AIM
Copy every one of the items below word for word, changing nothing.

LISTED RECORDS
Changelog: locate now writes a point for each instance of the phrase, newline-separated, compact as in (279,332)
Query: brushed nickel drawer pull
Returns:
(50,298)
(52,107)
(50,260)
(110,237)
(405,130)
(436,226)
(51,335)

EXPECTED ANSWER
Changelog: locate now writes a point for each instance of the phrase, newline-separated, compact as in (279,332)
Query: brushed nickel drawer pull
Returns:
(50,298)
(52,107)
(50,260)
(110,237)
(405,130)
(436,226)
(51,335)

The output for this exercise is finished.